TASK => Transcribe the records that follow. Keep every word exactly, and drop the pictures.

Region pointing data
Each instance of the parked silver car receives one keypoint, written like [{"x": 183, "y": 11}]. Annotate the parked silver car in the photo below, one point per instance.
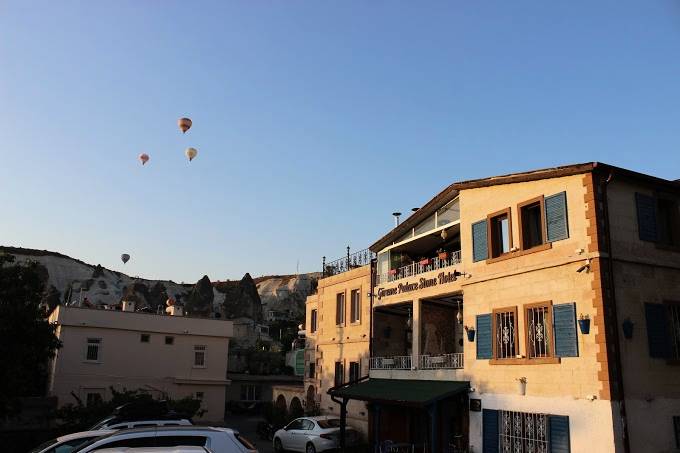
[
  {"x": 218, "y": 440},
  {"x": 312, "y": 435},
  {"x": 69, "y": 442}
]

WRITTEN RESPONSE =>
Each instance of the parked silver car receives one keypoint, written like [{"x": 183, "y": 11}]. Annotate the parked silver car in the photo below, one point per instance.
[
  {"x": 218, "y": 440},
  {"x": 312, "y": 435},
  {"x": 69, "y": 442}
]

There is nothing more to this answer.